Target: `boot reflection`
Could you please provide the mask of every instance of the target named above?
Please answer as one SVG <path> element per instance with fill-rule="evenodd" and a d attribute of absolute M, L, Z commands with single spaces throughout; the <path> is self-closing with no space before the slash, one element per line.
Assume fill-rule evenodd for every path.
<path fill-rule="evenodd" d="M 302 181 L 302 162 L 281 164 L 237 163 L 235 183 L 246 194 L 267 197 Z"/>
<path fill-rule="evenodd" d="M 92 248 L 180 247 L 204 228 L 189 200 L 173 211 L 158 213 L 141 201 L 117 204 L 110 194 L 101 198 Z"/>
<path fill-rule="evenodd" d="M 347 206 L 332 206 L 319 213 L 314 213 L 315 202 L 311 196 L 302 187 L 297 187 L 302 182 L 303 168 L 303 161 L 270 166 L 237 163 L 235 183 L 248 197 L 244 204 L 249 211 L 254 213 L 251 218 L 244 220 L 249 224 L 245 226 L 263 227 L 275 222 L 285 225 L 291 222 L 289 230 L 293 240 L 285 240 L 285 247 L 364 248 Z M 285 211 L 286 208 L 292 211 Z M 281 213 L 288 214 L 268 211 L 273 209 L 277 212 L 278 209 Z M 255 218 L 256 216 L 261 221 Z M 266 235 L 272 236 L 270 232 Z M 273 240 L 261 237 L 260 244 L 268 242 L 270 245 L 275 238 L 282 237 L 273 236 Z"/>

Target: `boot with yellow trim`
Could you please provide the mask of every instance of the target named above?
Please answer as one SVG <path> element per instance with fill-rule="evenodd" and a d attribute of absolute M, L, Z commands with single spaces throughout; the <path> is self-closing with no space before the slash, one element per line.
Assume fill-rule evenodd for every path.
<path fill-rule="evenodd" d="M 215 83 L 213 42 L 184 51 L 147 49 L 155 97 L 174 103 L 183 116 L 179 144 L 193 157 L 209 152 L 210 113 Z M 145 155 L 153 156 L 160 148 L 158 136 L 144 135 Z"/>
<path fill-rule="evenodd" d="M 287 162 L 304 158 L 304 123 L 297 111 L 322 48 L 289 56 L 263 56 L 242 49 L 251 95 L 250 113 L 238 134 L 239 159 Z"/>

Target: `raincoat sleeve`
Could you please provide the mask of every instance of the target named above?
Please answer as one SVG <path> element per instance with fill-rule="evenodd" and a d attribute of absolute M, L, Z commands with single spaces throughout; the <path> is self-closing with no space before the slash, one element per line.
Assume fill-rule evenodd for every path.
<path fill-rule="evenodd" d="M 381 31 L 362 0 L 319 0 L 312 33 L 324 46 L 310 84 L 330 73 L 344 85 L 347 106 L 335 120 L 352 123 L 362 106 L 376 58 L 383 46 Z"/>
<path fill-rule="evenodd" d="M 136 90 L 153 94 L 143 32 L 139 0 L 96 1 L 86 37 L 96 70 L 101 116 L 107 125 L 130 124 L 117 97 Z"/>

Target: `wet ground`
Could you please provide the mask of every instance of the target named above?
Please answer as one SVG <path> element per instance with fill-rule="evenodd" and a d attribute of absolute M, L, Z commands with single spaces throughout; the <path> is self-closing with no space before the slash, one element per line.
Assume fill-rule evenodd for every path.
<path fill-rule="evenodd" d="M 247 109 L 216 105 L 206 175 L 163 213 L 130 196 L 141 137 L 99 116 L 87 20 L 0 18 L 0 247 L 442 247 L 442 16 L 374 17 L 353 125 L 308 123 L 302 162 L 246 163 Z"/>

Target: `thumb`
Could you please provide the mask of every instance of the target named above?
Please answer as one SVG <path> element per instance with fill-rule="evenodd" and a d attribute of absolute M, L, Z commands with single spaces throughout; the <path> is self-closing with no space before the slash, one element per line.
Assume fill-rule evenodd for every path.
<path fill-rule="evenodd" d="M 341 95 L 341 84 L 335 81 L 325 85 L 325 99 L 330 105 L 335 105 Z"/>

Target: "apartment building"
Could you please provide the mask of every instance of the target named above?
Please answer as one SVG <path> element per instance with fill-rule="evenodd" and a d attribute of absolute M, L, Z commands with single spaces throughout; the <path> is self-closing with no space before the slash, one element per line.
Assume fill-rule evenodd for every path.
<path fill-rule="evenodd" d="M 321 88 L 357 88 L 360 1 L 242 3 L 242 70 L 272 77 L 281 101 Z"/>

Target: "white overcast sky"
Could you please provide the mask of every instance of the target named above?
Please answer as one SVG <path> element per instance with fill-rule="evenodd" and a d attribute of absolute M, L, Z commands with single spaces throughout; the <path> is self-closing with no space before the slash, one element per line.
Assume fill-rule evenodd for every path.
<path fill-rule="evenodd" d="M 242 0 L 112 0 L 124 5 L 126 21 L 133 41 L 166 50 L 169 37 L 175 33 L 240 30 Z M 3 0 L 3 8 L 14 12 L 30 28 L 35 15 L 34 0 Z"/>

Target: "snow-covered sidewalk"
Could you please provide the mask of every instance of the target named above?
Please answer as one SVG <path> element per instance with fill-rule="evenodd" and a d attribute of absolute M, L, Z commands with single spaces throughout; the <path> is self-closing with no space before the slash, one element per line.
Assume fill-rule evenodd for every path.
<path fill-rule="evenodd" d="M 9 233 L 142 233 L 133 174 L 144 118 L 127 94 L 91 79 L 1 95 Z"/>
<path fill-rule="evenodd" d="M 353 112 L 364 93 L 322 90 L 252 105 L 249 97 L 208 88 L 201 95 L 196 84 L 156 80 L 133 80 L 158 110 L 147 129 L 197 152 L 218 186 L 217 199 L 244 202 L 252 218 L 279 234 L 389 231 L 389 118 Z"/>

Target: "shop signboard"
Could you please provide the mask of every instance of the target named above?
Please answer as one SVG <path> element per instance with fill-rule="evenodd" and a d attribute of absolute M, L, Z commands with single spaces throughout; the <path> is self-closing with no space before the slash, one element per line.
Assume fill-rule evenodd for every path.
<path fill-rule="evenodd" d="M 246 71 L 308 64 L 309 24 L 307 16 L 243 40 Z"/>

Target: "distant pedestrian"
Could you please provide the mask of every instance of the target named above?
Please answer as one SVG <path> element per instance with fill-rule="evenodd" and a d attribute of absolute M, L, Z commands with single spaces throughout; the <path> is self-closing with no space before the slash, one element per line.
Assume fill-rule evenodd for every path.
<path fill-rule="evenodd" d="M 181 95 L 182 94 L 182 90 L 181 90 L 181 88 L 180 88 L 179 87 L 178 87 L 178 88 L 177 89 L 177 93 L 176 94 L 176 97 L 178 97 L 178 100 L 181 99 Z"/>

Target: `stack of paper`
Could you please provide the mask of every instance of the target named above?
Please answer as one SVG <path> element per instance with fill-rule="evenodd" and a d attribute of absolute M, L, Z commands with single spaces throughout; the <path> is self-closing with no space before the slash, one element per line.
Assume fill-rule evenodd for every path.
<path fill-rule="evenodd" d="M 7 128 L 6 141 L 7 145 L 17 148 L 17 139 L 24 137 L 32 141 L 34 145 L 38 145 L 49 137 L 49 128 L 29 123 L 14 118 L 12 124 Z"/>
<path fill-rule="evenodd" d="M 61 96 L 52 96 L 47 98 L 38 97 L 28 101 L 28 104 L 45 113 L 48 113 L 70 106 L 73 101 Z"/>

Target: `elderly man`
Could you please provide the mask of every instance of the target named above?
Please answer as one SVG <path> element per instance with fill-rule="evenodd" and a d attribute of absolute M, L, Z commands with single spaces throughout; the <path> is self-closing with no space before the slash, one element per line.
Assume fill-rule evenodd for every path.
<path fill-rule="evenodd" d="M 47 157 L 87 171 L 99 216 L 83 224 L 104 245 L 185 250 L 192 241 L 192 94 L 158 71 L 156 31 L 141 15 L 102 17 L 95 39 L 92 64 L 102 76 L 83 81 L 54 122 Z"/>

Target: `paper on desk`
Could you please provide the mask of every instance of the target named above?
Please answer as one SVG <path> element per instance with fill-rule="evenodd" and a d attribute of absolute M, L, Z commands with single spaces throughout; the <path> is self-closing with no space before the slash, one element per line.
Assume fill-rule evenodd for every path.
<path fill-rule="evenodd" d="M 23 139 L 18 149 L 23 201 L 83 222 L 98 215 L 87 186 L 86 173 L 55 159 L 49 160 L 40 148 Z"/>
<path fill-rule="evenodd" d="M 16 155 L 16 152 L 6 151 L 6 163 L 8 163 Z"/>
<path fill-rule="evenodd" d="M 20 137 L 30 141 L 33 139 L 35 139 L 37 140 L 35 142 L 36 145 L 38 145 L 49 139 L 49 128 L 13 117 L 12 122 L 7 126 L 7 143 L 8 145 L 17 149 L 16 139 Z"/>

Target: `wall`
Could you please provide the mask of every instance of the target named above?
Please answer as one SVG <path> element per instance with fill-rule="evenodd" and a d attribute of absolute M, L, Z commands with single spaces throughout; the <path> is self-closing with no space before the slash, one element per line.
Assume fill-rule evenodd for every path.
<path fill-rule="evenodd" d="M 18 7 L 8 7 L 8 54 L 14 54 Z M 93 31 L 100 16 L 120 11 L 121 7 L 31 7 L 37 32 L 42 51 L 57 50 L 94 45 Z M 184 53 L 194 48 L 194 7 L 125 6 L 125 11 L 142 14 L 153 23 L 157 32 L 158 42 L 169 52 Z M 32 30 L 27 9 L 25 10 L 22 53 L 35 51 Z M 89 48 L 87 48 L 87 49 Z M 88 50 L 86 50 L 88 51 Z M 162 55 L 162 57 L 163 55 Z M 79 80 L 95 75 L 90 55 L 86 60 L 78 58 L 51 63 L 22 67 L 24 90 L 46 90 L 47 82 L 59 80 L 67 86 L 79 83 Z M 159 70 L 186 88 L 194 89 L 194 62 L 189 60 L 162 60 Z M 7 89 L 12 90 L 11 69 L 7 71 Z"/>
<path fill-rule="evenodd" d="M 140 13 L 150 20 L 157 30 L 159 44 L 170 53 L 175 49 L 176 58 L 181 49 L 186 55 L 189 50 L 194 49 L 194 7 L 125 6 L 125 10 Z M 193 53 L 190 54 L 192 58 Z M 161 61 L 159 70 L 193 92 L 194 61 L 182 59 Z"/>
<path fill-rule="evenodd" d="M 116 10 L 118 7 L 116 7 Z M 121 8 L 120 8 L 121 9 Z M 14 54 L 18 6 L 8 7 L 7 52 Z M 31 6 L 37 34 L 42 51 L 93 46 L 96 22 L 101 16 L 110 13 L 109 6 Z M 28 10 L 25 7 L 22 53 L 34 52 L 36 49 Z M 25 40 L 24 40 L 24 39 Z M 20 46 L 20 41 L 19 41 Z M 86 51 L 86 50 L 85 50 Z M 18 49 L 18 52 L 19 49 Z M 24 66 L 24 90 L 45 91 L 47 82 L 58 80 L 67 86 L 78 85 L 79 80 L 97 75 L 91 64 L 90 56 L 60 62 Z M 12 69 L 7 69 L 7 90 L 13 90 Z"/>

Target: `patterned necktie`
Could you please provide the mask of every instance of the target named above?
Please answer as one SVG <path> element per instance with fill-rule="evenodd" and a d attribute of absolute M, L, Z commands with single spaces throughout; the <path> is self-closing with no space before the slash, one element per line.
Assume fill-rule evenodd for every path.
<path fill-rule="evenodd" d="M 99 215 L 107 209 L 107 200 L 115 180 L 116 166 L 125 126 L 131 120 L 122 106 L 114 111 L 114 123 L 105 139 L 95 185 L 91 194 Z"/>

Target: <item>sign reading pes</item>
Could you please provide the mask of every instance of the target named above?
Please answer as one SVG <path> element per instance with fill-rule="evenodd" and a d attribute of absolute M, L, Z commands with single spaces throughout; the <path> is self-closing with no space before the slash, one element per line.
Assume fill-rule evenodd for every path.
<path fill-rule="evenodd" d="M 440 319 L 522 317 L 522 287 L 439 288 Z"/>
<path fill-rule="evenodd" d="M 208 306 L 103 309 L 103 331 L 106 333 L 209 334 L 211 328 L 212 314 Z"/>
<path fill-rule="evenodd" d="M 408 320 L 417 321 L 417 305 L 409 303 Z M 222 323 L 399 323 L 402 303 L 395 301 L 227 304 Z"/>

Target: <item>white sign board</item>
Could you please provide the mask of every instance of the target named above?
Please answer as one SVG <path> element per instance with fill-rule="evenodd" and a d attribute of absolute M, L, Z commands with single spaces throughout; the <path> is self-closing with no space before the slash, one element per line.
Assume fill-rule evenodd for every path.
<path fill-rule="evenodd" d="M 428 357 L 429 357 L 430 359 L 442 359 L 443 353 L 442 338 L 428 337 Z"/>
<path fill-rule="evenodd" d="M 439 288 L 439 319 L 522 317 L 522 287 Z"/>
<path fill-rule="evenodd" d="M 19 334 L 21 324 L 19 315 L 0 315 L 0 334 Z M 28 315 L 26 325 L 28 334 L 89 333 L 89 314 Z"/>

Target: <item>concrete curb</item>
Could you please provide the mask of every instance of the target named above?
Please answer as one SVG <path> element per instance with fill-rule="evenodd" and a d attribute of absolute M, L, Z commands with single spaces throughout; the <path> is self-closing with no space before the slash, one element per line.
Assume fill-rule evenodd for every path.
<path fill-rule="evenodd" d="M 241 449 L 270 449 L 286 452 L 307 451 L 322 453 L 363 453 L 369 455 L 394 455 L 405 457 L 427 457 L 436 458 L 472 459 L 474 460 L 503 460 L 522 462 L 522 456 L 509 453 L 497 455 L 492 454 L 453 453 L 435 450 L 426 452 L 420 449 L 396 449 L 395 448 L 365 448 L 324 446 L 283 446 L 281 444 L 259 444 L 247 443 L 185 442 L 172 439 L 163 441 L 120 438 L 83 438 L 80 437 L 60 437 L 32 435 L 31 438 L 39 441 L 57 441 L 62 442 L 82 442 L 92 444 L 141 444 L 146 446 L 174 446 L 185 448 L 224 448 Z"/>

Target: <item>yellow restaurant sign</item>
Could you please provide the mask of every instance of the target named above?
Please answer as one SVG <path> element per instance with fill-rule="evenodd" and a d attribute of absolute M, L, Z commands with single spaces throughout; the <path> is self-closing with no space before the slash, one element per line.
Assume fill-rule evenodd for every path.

# # # # # # #

■ **The exercise**:
Could you copy out everything from the start of the records down to and including the line that contains "92 248 L 180", keeping every character unchanged?

■ **Problem solution**:
Target: `boot reflection`
Could you please provide the mask of every instance of the target named above?
Please answer as one SVG <path> element per instance with fill-rule="evenodd" and a d attribute of absolute M, L, Z commands with single spaces throughout; the <path> is self-closing with no space before the slash, one element per line.
Assume fill-rule evenodd for every path.
<path fill-rule="evenodd" d="M 302 181 L 302 162 L 281 164 L 237 163 L 235 183 L 246 194 L 267 197 Z"/>
<path fill-rule="evenodd" d="M 92 248 L 180 247 L 204 228 L 189 200 L 173 211 L 158 213 L 141 201 L 117 204 L 110 194 L 101 198 Z"/>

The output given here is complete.